Labeled object pointing entries:
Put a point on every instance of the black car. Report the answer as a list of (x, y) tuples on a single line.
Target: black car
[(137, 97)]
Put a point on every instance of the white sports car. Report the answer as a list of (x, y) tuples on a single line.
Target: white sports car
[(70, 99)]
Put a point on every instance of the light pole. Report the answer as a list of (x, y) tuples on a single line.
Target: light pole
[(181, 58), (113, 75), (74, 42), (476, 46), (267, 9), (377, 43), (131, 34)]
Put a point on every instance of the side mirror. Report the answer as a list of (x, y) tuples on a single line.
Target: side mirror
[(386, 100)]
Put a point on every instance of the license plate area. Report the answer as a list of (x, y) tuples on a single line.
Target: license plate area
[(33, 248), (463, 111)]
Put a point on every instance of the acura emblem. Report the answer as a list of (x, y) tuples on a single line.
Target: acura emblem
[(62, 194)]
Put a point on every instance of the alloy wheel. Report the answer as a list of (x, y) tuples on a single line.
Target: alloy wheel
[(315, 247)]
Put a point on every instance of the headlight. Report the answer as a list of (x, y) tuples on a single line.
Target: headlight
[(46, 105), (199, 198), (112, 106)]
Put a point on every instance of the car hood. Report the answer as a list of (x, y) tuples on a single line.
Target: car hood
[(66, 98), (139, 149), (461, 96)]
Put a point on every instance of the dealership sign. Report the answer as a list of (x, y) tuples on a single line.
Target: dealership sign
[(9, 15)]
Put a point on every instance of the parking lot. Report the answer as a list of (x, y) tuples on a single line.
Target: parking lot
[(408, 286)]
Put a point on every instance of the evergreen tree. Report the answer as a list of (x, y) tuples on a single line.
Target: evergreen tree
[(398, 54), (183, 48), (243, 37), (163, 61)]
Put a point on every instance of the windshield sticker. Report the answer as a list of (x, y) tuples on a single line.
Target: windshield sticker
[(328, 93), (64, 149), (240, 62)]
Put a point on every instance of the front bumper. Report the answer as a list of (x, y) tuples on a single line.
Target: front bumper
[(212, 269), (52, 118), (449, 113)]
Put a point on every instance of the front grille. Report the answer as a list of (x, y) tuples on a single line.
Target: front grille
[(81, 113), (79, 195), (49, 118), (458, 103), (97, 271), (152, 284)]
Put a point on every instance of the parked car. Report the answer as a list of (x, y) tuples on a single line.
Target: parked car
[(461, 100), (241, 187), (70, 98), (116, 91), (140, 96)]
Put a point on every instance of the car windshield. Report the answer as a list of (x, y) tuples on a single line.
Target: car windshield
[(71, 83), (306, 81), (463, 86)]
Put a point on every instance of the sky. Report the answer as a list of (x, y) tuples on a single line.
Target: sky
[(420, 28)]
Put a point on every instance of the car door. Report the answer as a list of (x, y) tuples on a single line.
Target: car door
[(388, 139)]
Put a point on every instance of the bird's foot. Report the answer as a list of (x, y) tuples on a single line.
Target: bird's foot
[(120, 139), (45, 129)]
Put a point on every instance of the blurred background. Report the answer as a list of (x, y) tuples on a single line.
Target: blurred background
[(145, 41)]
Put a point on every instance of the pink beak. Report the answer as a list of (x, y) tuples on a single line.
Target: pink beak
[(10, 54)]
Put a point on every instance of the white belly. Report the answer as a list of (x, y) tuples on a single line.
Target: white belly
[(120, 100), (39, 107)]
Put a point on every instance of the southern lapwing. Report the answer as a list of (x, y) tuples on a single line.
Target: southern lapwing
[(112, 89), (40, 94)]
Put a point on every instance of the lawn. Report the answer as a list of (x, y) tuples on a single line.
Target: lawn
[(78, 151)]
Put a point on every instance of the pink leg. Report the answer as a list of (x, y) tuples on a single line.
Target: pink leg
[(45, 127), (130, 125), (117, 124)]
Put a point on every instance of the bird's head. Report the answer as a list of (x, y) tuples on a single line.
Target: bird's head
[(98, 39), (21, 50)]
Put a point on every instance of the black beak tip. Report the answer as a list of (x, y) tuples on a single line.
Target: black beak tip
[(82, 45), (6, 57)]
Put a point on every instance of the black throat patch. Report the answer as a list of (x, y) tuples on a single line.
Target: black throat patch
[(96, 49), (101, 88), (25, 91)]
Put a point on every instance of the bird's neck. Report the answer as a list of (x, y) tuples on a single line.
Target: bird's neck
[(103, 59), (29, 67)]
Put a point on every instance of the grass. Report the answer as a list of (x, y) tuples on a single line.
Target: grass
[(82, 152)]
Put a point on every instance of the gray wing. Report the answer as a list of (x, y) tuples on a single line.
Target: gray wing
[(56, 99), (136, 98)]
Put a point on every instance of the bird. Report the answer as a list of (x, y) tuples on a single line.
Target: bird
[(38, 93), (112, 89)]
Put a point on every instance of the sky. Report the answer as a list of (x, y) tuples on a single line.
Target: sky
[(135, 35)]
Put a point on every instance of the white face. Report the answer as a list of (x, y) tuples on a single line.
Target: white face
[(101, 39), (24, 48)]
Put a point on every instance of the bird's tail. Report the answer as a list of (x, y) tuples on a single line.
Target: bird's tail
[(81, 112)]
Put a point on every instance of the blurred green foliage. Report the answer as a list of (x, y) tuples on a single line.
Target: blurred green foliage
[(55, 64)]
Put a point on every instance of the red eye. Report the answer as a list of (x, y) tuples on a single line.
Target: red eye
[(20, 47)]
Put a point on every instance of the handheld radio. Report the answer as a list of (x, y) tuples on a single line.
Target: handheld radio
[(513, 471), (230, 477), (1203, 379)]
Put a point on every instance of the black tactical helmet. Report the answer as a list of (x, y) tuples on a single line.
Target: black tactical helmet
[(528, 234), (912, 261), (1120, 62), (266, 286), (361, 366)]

Exercise directions ▸
Copy out all of these lines word for word.

Reply to the task ▸
Put a point on every instance of the black car. Report the answer as a list of (x, y) tuples on a single line.
Target: black car
[(137, 97)]
Put a point on every instance of the white sports car. Report the answer as a list of (x, y) tuples on a single line.
Target: white sports car
[(70, 99)]
Put a point on every instance of the light pole. Report the answer as a list of (x, y) tuples on a single line.
Target: light pole
[(181, 58), (113, 75), (74, 42), (476, 46), (267, 9), (377, 43), (131, 34)]
Put a point on every instance of the side mirror. Report the answer as a list of (x, y) tuples on a single line.
Target: side mirror
[(386, 100)]
Put a point on every instance of the license plate area. Report the answer as a list of (x, y) tuples on a single line.
Target: license plate area
[(33, 248), (463, 111)]
Put a point on every instance of the acura emblem. Report the answer as a list of (x, y) tuples on a single line.
Target: acura emblem
[(62, 194)]
Put a point on every instance of the alloy wheel. Report the answer as a list of (x, y) tuples on a single line.
Target: alloy wheel
[(315, 247)]
Put a point on every instance of the headlight. Report the answer as a list of (x, y) tuples on a single line.
Target: headlight
[(46, 105), (199, 198), (112, 106)]
Put a point on every instance of the car hood. Report the answer as a list of (x, y) tuples on a single line.
Target: car hood
[(66, 98), (139, 149), (461, 96)]
Put a point on every instance of the dealership sign. Report the answer as a list of (x, y) tuples on a single line.
Target: dealership sign
[(9, 15)]
Put a point on every instance of the parking lot. Report the answer as a list of (x, y) tuples on a single line.
Target: parking lot
[(408, 286)]
Put a point on every instance of the evergreen tree. Report the answer as a list of (x, y) tuples on a single line.
Target: evergreen tree
[(398, 54), (183, 48), (243, 37), (163, 61)]
Put a point on every instance of the windshield sticker. Report the answer as a list of (x, y) tuples on a single line.
Target: windshield sticker
[(328, 93), (64, 149), (240, 62)]
Put a point on every instance of the front bumper. Report the answer as a list of (x, y) tuples on a single line.
Target: front bumper
[(212, 269), (52, 118), (449, 113)]
Put a point on every instance of the front grille. Report the answer as a list of (x, y) tuples on a single line.
Target: front grille
[(81, 113), (79, 195), (49, 118), (458, 103), (97, 271), (152, 284)]
Put a point on every instance of the parked car. Report the answer as a list of (x, y) tuples on a single line.
Target: parked car
[(461, 100), (241, 187), (70, 98), (116, 91), (140, 96)]
Put a point on every instance of the car windshield. Report the answer as a list of (x, y) tuples on a single line.
Target: car windshield
[(71, 83), (306, 81), (463, 86)]
Put a point on every instance of the sky. Report the answer as a list of (x, y) tuples on a single line.
Target: sky
[(420, 28)]
Put a point on every instance of the car door. Report the answer as a list of (x, y) tuples on a single line.
Target: car door
[(388, 139)]
Put a point on every instance of the bird's foot. Report the answer as a list of (x, y) tuples on a single line.
Target: bird's foot
[(120, 139), (45, 129)]
Put a point on every instance of the blurred background. Report the answer as a list of (x, y) tuples on a single line.
Target: blurred background
[(145, 41)]
Put a point on every instance of the pink beak. Report the answer as a list of (x, y) tuples on a single line.
Target: pink beak
[(10, 54)]
Put a point on every instance of the white belly. Report the answer as a list of (x, y) tuples on a single line.
Target: white belly
[(120, 100), (39, 107)]
Put a point on every instance of the southern lapwing. Report the answer as a list of (x, y) tuples on a single line.
Target: southern lapwing
[(112, 89), (40, 94)]
Put a point on every instance of the lawn. Report the answer as a list of (x, y) tuples on a single line.
Target: lawn
[(78, 151)]
Put a point on every instance of the pink leg. Report the answer as a list of (x, y) tuples on a single line.
Target: pink leg
[(45, 127), (130, 125), (117, 124)]
Put a point on every instance of the bird's head. Report the answer as a list of (x, y) tuples on a single line.
Target: bird's head
[(98, 39), (21, 50)]
Put a point on every instance of the black beak tip. Report the answer as a list of (x, y) tuples on a single line.
Target: black beak tip
[(82, 45), (6, 57)]
Put a point on every instance of the black throat patch. Report the answer as a list of (x, y) tuples on a single line.
Target: black throat patch
[(96, 49), (101, 88), (25, 91)]
Put a point on every instance of the bird's neck. Report the answer as a list of (x, y) tuples on a single line.
Target: bird's neck
[(103, 59), (29, 67)]
Put a point on every instance of the grass. Report the answer as a list of (x, y) tuples on a single line.
Target: grass
[(82, 152)]
Put a point on every instance of the gray wing. Report the answer as a list of (x, y) tuples on a single line.
Target: gray wing
[(56, 99), (136, 98)]
Put a point on every instance of the bird. Report the answer as a list of (x, y) tuples on a single line.
Target: bird
[(38, 93), (112, 89)]
Put a point on every instance of the sky. Report the answer as a list of (x, y) tuples on a single line.
Target: sky
[(135, 35)]
Put a point on every instance of the white face. Report the answer as a list of (x, y) tuples on a single line.
Target: white face
[(101, 39), (24, 48)]
Put a point on every instance of the bird's tail. Report the answer as a list of (x, y) tuples on a single line.
Target: bird's tail
[(81, 112)]
Put a point on every instance of the blurred green foliage. Report the answer as a list of (x, y) tuples on a single line.
Target: blurred green foliage
[(55, 64)]
Put a point on every instance of the red eye. Report the answer as a list of (x, y) tuples on a single line.
Target: red eye
[(20, 47)]
Put a point on every instance of the handheld radio. Report the answer as a list of (x, y) tuples on a single line.
Target: handheld radio
[(513, 471), (230, 477), (1203, 379)]
Put a point on every instance of the black tactical helmet. Report the answer as a list of (x, y) tuples on a single line.
Target: black tactical helmet
[(528, 234), (912, 261), (1120, 62), (266, 286), (361, 366)]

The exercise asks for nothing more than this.